Document excerpt

»»

To better understand how US support of and opposition to Israel is broken down, and since so much of the focus (and the largest Jewish diaspora) is in the United States, I offer a breakdown of Americans’ stance on the matter.

Pro-Hamas Muslim Americans or extreme progressive anti-colonialists: Perhaps 5%.

Antisemites or idiots, mostly. Many of them don’t believe or don’t care about the October 7 atrocities and hope Hamas will overwhelm Israel with no regard for the fate of the Jews. This group should be carefully monitored as their anti-Israel, anti-Zionist activities barely mask the fact that they hate Jews, and some of them are dangerous.

But the issue goes far beyond Israel. The progressive narratives that have been allowed to flourish across US campuses have fostered a fascinating anti-Western and anti-American sentiment (which the British journalist Douglas Murray has explored to devastating effect in his book The War on the West). Consider the below Saturday Night Live skit from 2015 in which a young woman joins ISIS much as another might move to college; the existence of the skit doesn’t mean such fears are not inflated, but it does mean that SNL — which is not under suspicion of being right-wing propaganda — felt them almost a decade ago.

Pro-Palestinian progressives and liberal young people: About 20%.

This group shows varying degrees of support for the Palestinians and are exposed to information real and fake that highlights Israeli bad behavior in Gaza. They generally resent US tax money being spent to assist mass bombings, hunger, and potentially, in their view, genocide. Israel has lost them because its story today is one of forever war and punishment of Palestinian women and children, with extremists in Israel wanting to kill and expel them.

Many of them are deeply swayed by social media culture that makes everything a battle of narratives and Israel is currently being “canceled.”  As Bill Maher has put it pithily, they just need a cause that can make them feel virtuous, and their TikTok-era attention span can generate all kinds of confusions on account of a knowledge deficit combined with an excess of exuberance.

««

Given instruction a
Pull out each line of the records that contains the string "hand", treating uppercase and lowercase as different.
The text and the records have separate origins and no link between them.

Exercise material
»»

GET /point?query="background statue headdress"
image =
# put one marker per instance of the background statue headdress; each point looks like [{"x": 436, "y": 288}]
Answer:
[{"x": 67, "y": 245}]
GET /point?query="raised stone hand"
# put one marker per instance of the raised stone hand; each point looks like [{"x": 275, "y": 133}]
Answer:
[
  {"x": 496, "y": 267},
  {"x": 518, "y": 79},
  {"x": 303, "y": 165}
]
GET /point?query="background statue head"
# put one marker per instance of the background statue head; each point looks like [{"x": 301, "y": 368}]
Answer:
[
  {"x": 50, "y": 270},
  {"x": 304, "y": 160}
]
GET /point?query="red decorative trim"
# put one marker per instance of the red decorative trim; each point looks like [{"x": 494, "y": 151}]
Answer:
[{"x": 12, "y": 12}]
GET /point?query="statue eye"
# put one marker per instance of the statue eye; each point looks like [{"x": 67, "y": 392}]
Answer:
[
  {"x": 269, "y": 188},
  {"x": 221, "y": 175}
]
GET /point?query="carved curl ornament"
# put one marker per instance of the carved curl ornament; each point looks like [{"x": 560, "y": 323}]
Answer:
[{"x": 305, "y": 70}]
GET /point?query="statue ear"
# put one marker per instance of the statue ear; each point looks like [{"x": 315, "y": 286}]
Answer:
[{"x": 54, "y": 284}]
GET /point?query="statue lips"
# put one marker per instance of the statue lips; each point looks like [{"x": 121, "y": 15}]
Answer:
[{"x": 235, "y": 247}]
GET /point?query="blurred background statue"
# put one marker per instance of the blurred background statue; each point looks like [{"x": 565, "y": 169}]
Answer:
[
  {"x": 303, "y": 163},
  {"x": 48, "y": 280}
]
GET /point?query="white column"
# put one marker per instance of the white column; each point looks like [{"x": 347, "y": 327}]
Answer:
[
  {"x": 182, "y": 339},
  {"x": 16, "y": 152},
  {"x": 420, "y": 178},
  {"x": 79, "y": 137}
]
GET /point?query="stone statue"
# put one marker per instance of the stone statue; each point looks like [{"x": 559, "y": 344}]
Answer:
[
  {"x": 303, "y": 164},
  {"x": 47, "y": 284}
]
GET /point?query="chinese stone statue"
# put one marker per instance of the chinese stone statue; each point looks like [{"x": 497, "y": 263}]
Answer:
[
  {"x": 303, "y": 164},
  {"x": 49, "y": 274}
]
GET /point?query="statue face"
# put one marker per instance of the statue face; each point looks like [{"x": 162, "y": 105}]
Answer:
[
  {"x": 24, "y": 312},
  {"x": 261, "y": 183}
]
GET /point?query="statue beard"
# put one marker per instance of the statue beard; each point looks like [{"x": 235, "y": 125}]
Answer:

««

Given instruction b
Reproduce word for word the portion of the passage on American views of Israel that starts with the words containing "This group shows" and ends with "and expel them.".

Worked answer a
GET /point?query="raised stone hand"
# put one marker per instance of the raised stone hand; each point looks like [{"x": 275, "y": 133}]

Worked answer b
This group shows varying degrees of support for the Palestinians and are exposed to information real and fake that highlights Israeli bad behavior in Gaza. They generally resent US tax money being spent to assist mass bombings, hunger, and potentially, in their view, genocide. Israel has lost them because its story today is one of forever war and punishment of Palestinian women and children, with extremists in Israel wanting to kill and expel them.